Dados da tarefa.
>>>>>

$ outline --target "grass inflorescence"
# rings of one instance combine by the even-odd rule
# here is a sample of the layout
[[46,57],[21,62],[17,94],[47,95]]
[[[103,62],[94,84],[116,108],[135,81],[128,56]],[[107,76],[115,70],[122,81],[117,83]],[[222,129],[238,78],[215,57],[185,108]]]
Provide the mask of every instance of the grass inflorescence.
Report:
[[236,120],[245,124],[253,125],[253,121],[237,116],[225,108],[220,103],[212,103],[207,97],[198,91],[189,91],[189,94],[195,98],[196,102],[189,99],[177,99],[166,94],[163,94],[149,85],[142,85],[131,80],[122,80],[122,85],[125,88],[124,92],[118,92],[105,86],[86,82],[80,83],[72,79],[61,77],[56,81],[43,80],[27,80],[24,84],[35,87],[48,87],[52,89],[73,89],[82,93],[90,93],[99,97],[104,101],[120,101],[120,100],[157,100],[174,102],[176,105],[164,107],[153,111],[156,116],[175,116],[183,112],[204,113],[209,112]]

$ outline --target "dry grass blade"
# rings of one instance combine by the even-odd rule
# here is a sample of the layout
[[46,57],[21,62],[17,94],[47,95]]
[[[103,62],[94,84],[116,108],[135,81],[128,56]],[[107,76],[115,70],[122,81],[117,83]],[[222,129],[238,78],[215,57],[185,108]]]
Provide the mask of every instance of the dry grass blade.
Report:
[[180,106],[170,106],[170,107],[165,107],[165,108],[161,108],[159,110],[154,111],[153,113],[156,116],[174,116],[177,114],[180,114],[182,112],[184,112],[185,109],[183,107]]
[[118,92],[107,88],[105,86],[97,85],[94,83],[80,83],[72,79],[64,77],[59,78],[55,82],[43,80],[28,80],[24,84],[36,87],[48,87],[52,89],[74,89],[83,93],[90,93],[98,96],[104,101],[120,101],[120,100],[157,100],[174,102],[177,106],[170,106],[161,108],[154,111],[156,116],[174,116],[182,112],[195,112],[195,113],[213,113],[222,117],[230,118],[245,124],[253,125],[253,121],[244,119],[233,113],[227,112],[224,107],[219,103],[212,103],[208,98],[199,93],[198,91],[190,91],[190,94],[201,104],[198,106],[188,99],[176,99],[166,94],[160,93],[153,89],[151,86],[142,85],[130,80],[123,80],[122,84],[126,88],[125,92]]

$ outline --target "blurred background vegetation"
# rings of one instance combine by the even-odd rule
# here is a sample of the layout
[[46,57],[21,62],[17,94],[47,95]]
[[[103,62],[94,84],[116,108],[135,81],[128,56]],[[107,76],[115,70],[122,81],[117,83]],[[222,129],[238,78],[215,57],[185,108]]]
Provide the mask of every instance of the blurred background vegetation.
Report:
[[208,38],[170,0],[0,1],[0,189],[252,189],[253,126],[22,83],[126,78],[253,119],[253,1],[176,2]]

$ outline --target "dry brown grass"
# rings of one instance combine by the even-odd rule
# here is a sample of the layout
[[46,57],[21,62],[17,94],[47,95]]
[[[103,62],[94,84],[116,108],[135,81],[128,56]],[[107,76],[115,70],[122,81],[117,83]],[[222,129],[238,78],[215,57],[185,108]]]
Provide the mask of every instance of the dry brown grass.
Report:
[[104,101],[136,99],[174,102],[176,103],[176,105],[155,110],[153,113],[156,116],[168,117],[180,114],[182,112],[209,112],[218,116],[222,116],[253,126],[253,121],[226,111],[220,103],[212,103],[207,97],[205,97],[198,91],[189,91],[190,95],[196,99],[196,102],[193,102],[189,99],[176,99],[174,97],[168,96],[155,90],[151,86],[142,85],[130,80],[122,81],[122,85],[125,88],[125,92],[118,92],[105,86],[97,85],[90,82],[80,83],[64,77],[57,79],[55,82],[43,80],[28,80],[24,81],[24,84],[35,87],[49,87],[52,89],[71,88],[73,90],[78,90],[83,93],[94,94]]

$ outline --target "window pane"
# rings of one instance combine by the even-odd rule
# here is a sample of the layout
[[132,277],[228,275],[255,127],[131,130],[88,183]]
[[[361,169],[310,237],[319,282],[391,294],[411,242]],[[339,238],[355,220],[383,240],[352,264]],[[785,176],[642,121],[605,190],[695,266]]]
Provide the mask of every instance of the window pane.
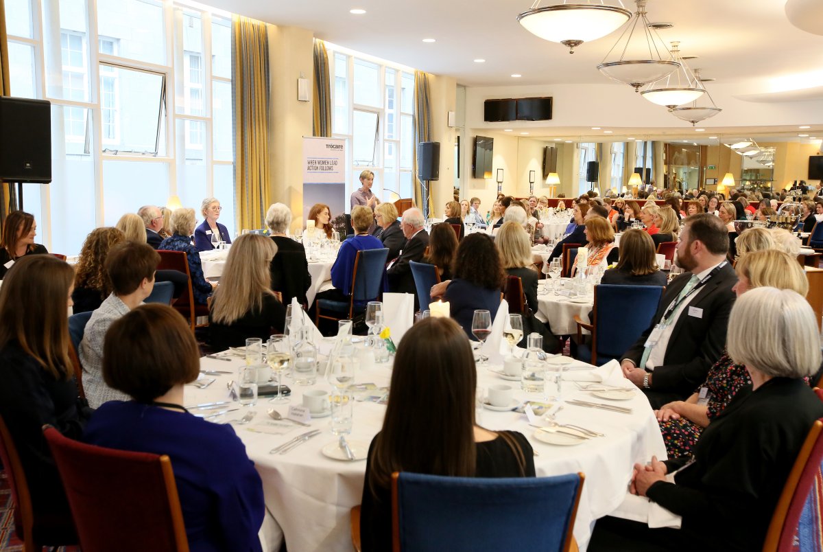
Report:
[[214,160],[234,161],[234,133],[231,129],[231,84],[212,82],[212,129]]
[[35,49],[29,44],[9,42],[8,60],[12,92],[18,98],[36,98]]
[[[214,197],[220,199],[220,222],[229,231],[229,236],[237,236],[235,226],[235,167],[233,165],[214,166]],[[249,228],[251,230],[251,228]]]
[[355,58],[355,103],[381,107],[380,72],[375,63]]
[[[30,0],[6,0],[6,32],[9,36],[25,36],[33,38],[31,35],[31,3]],[[9,58],[13,59],[12,53]]]
[[[114,132],[104,134],[104,151],[165,155],[165,112],[161,110],[164,75],[100,63],[101,101],[112,115]],[[114,90],[112,97],[105,90]],[[110,110],[108,105],[114,107]],[[104,105],[101,105],[101,108]],[[157,144],[158,121],[160,143]],[[105,116],[104,124],[109,124]],[[107,127],[109,128],[109,127]],[[106,131],[108,132],[108,131]],[[114,138],[109,138],[108,136]],[[145,203],[144,203],[145,204]]]
[[349,57],[343,54],[334,54],[334,121],[335,133],[347,134],[349,132]]
[[[104,226],[114,226],[120,217],[137,212],[141,205],[165,205],[168,199],[167,163],[103,161]],[[200,211],[199,203],[183,206]]]
[[[378,115],[370,111],[354,112],[354,147],[352,162],[355,166],[377,165]],[[359,174],[359,173],[358,173]]]
[[166,64],[161,5],[141,0],[97,0],[97,21],[101,35],[119,40],[120,56]]
[[[67,135],[64,123],[68,118],[66,112],[78,109],[80,113],[72,117],[91,119],[88,110],[52,105],[52,181],[49,185],[52,240],[49,249],[63,255],[80,253],[86,234],[97,226],[95,217],[97,204],[95,199],[95,163],[92,156],[83,152],[83,144],[78,145],[73,137]],[[90,124],[89,129],[91,127]],[[91,130],[88,139],[91,139]]]
[[231,77],[230,25],[226,19],[212,19],[212,75],[214,77]]

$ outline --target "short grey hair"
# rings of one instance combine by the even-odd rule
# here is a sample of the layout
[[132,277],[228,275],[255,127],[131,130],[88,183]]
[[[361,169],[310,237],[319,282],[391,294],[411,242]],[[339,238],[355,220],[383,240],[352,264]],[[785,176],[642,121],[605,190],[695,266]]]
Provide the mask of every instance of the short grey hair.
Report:
[[285,234],[291,224],[291,209],[283,203],[272,203],[266,212],[266,226],[276,234]]
[[403,211],[403,222],[408,224],[412,228],[421,228],[425,223],[423,218],[423,212],[416,207]]
[[821,365],[817,321],[795,291],[757,288],[734,303],[727,349],[735,364],[771,377],[807,377]]

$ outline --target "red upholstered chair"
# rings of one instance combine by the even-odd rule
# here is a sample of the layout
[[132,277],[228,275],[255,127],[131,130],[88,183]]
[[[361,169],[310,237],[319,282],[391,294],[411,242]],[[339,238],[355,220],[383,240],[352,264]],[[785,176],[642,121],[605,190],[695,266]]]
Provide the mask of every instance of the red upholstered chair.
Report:
[[208,306],[198,305],[194,302],[194,292],[192,290],[192,274],[188,271],[188,258],[185,251],[166,251],[158,250],[160,264],[158,270],[178,270],[188,277],[188,289],[183,292],[171,306],[188,320],[188,325],[194,331],[197,327],[198,316],[208,316]]
[[70,519],[35,517],[29,493],[29,483],[17,447],[12,440],[6,423],[0,418],[0,459],[2,460],[14,503],[14,528],[23,541],[25,552],[40,552],[44,546],[77,545],[77,535]]
[[169,456],[87,445],[48,425],[43,433],[83,552],[188,552]]

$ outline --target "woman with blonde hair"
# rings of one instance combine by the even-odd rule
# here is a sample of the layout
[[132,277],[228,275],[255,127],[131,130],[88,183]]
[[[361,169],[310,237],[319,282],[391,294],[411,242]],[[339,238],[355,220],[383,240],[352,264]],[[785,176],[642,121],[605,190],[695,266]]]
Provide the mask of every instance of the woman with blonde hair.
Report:
[[277,253],[274,242],[259,234],[244,234],[231,246],[208,316],[215,350],[240,347],[250,337],[266,339],[283,330],[286,307],[272,291],[269,276]]

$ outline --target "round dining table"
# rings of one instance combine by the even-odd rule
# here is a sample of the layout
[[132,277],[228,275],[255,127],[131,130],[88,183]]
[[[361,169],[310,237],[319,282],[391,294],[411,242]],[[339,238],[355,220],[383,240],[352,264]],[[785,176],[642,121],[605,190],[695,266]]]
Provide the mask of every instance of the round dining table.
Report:
[[[328,341],[323,344],[327,351],[331,346]],[[228,361],[203,358],[201,368],[228,373],[202,375],[203,378],[214,378],[214,382],[203,389],[187,386],[184,404],[190,407],[190,411],[198,414],[232,410],[211,419],[216,423],[236,423],[248,408],[255,411],[256,415],[250,423],[236,424],[235,430],[245,444],[246,451],[254,461],[263,480],[266,507],[271,515],[267,516],[262,531],[267,533],[262,536],[266,550],[278,550],[285,538],[289,550],[295,552],[349,552],[351,550],[350,511],[361,501],[365,461],[344,461],[323,455],[323,447],[329,446],[333,449],[333,443],[337,442],[337,437],[331,433],[328,417],[311,419],[310,427],[304,427],[291,421],[276,421],[267,414],[267,409],[275,407],[286,417],[290,405],[302,405],[302,396],[306,391],[330,391],[331,386],[323,377],[310,386],[298,386],[290,378],[286,378],[284,383],[292,390],[287,405],[277,406],[267,398],[260,398],[255,406],[243,407],[229,398],[226,383],[237,379],[237,372],[244,365],[244,360],[240,356],[226,353],[217,356]],[[570,358],[569,361],[568,367],[574,368],[574,373],[579,373],[578,370],[594,369],[591,365],[572,362]],[[372,383],[378,388],[388,386],[391,378],[390,364],[369,364],[359,367],[356,383],[360,386]],[[494,384],[511,385],[515,390],[514,399],[520,404],[526,395],[520,391],[519,381],[504,379],[500,374],[501,367],[478,365],[478,386],[487,389]],[[625,400],[609,400],[594,397],[591,392],[580,390],[578,385],[570,381],[564,381],[562,398],[619,405],[629,407],[631,412],[625,414],[564,404],[556,414],[556,421],[575,423],[604,434],[603,437],[572,439],[575,442],[571,445],[547,444],[538,440],[536,434],[542,430],[529,426],[523,414],[514,411],[514,405],[504,411],[478,409],[477,421],[491,430],[510,429],[523,433],[534,449],[538,477],[576,472],[584,474],[585,483],[574,534],[580,549],[585,550],[594,522],[613,512],[622,503],[634,464],[644,463],[653,455],[663,458],[666,449],[657,420],[643,393],[627,394]],[[378,395],[382,393],[378,389],[366,391],[366,394],[375,392]],[[228,402],[215,407],[197,408],[198,405],[217,401]],[[385,408],[384,404],[367,399],[356,401],[353,428],[348,436],[349,444],[355,451],[368,450],[372,438],[381,428]],[[271,453],[275,447],[312,429],[320,430],[319,434],[285,454]]]

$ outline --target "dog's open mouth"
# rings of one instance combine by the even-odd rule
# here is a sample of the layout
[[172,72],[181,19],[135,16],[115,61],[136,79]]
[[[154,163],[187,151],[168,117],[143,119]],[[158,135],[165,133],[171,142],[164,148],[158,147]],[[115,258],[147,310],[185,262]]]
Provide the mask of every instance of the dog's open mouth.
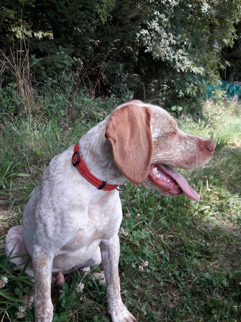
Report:
[[153,183],[174,195],[183,192],[197,203],[199,196],[184,177],[168,166],[154,164],[151,166],[148,177]]

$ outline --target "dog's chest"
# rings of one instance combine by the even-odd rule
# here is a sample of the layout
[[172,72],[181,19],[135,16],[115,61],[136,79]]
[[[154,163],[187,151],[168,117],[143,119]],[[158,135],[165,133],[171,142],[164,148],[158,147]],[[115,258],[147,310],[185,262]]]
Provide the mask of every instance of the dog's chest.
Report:
[[[118,233],[122,219],[121,213],[117,216],[115,214],[110,214],[103,207],[89,207],[85,225],[81,225],[61,250],[74,252],[93,244],[98,245],[102,240],[110,239]],[[79,223],[81,224],[82,221],[81,218]]]

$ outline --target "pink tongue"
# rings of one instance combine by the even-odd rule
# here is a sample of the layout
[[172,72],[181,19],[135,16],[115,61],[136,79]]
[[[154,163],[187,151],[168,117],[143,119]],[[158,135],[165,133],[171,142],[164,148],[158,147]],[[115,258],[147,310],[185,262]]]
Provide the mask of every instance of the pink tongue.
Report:
[[176,181],[180,186],[180,188],[188,197],[194,199],[199,204],[200,197],[198,194],[194,189],[190,187],[187,180],[182,175],[168,166],[162,166],[161,165],[158,165],[165,172]]

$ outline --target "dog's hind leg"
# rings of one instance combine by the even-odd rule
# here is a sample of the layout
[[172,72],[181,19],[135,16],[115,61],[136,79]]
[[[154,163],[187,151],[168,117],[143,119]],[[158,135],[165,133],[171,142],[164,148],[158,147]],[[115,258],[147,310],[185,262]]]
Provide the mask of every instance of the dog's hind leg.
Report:
[[[30,255],[24,244],[22,227],[17,226],[11,228],[6,236],[5,252],[9,261],[18,265],[17,269],[22,270],[29,260]],[[23,256],[26,255],[26,256]],[[31,276],[33,276],[32,263],[31,259],[25,272]]]

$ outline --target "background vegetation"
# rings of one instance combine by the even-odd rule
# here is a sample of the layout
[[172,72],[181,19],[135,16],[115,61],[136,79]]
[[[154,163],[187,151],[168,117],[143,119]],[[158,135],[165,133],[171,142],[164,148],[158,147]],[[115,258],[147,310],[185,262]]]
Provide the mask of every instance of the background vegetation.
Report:
[[[51,159],[133,97],[178,114],[183,130],[217,148],[207,165],[183,171],[199,205],[145,185],[129,183],[121,194],[124,302],[138,321],[241,320],[240,107],[223,103],[221,92],[203,100],[220,75],[240,80],[240,1],[2,0],[0,7],[1,322],[34,317],[33,308],[19,308],[32,282],[5,258],[7,231],[21,224]],[[91,279],[101,269],[53,284],[53,321],[110,321],[105,287]]]
[[8,86],[9,95],[0,111],[23,111],[21,101],[11,104],[12,89],[26,98],[8,64],[22,72],[27,54],[28,78],[41,92],[87,89],[95,97],[155,99],[173,111],[200,109],[219,71],[238,80],[241,14],[239,0],[1,0],[0,93]]

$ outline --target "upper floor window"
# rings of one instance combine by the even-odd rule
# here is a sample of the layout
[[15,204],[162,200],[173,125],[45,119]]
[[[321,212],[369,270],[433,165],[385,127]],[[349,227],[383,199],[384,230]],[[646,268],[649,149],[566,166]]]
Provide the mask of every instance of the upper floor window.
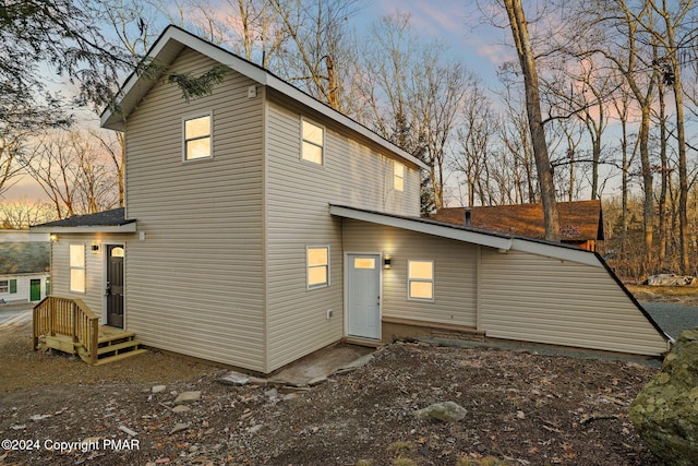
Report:
[[434,300],[434,261],[407,261],[407,297]]
[[210,113],[184,119],[184,160],[210,157]]
[[323,165],[323,147],[325,145],[325,129],[308,120],[302,120],[303,147],[301,158],[317,165]]
[[17,280],[14,278],[0,280],[0,292],[17,292]]
[[329,285],[329,247],[309,246],[306,250],[308,289]]
[[85,244],[70,246],[70,290],[85,292]]
[[396,191],[405,190],[405,165],[393,162],[393,188]]

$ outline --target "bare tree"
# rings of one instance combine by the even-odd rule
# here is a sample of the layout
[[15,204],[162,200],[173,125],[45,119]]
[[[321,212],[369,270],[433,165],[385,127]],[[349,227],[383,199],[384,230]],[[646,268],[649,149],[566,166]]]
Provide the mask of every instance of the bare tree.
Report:
[[[674,94],[674,111],[676,112],[676,144],[678,146],[678,246],[681,254],[682,273],[688,273],[688,171],[686,160],[686,130],[684,122],[684,87],[682,69],[679,67],[679,52],[682,48],[689,46],[696,38],[695,28],[684,24],[688,13],[693,9],[693,1],[682,1],[676,11],[670,11],[666,0],[650,1],[652,10],[660,16],[663,28],[653,28],[653,23],[648,16],[638,16],[642,27],[651,32],[652,37],[661,45],[665,53],[655,62],[662,67],[664,83],[672,87]],[[688,26],[688,27],[687,27]],[[681,31],[685,31],[683,34]]]
[[356,77],[356,118],[429,166],[423,213],[444,205],[448,144],[469,86],[460,63],[440,59],[445,49],[421,40],[398,11],[374,24]]
[[118,175],[79,132],[48,133],[35,146],[27,172],[49,198],[59,218],[96,213],[118,203]]
[[490,165],[497,158],[493,145],[498,121],[479,81],[473,82],[465,98],[461,119],[452,168],[465,176],[467,205],[490,205],[494,198]]
[[58,219],[51,204],[20,200],[0,204],[0,229],[25,229]]
[[526,110],[529,130],[531,132],[533,156],[535,157],[541,201],[543,204],[545,239],[549,241],[559,241],[559,217],[557,215],[557,203],[555,200],[553,167],[547,154],[547,142],[545,140],[543,116],[541,112],[538,71],[535,68],[535,57],[531,48],[528,22],[524,13],[521,0],[504,0],[504,7],[509,19],[512,36],[514,37],[521,73],[524,74]]

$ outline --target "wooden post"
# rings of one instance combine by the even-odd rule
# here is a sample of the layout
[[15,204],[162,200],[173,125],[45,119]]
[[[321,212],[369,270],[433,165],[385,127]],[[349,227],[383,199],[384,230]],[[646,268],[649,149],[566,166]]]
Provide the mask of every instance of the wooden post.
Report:
[[92,332],[89,333],[89,362],[94,366],[97,363],[97,345],[99,338],[99,321],[91,319]]
[[56,306],[56,302],[51,299],[48,304],[48,333],[51,336],[56,336],[56,332],[53,328],[55,306]]
[[[43,301],[41,301],[43,302]],[[38,306],[41,306],[41,303],[39,303]],[[38,311],[36,310],[36,308],[38,306],[35,306],[34,309],[32,309],[32,328],[33,328],[33,336],[32,336],[32,349],[33,350],[37,350],[37,347],[39,345],[39,324],[38,324]]]
[[77,304],[73,302],[71,307],[73,308],[73,343],[77,343]]

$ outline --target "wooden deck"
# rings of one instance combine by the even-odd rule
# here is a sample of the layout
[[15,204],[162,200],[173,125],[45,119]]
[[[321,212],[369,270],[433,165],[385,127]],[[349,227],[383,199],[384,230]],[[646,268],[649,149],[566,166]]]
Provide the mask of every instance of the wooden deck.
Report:
[[34,349],[56,349],[101,366],[146,350],[133,332],[99,325],[80,300],[47,297],[34,308]]

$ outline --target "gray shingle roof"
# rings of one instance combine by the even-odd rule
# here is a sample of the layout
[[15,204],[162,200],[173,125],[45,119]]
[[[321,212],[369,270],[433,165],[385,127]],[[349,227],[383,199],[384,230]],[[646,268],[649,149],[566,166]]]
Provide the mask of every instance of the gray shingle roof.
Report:
[[119,207],[96,214],[75,215],[70,218],[63,218],[62,220],[35,225],[35,227],[107,227],[127,225],[133,222],[135,220],[127,220],[124,218],[124,208]]

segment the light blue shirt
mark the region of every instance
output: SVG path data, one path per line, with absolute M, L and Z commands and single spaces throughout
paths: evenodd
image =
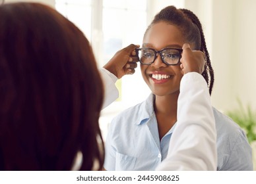
M 154 170 L 166 158 L 175 125 L 160 140 L 154 101 L 151 94 L 113 120 L 106 142 L 106 170 Z M 244 132 L 228 116 L 214 108 L 213 112 L 217 170 L 253 170 L 251 148 Z

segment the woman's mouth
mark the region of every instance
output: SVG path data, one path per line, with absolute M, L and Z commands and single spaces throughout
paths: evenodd
M 168 79 L 171 77 L 171 76 L 166 75 L 166 74 L 152 74 L 151 76 L 153 79 L 156 80 L 162 80 L 164 79 Z

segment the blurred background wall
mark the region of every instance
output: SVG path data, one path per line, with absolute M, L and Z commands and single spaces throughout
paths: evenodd
M 5 3 L 15 1 L 37 1 L 55 6 L 54 0 L 6 0 Z M 148 0 L 147 2 L 146 25 L 156 13 L 170 5 L 190 9 L 201 20 L 215 72 L 212 95 L 215 107 L 222 111 L 232 110 L 238 106 L 239 98 L 243 104 L 250 104 L 253 109 L 256 109 L 256 1 Z

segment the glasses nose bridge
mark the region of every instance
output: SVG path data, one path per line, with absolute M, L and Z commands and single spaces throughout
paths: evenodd
M 159 64 L 162 64 L 163 63 L 164 64 L 164 62 L 163 61 L 163 58 L 162 58 L 162 50 L 160 50 L 160 51 L 154 50 L 156 56 L 155 56 L 154 60 L 152 62 L 152 63 L 154 63 L 154 64 L 156 64 L 156 60 L 158 56 L 160 57 L 160 62 Z

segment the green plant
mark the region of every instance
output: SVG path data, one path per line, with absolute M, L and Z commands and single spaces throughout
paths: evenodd
M 241 101 L 238 100 L 239 108 L 226 114 L 246 133 L 249 143 L 256 141 L 256 112 L 248 105 L 245 108 Z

<<<<<

Trabalho pedido.
Reproduza sem nenhuma mudança as linhas que começam na que contém "segment the woman's mouth" e seguem até a que contém "M 168 79 L 171", incluindo as duas.

Resposta escrita.
segment the woman's mouth
mark the region of every instance
output: SVG path data, one path per line, with absolute M, L and Z commands and single spaces throughout
paths: evenodd
M 168 79 L 171 77 L 171 76 L 166 75 L 166 74 L 152 74 L 151 76 L 153 79 L 156 80 L 162 80 L 164 79 Z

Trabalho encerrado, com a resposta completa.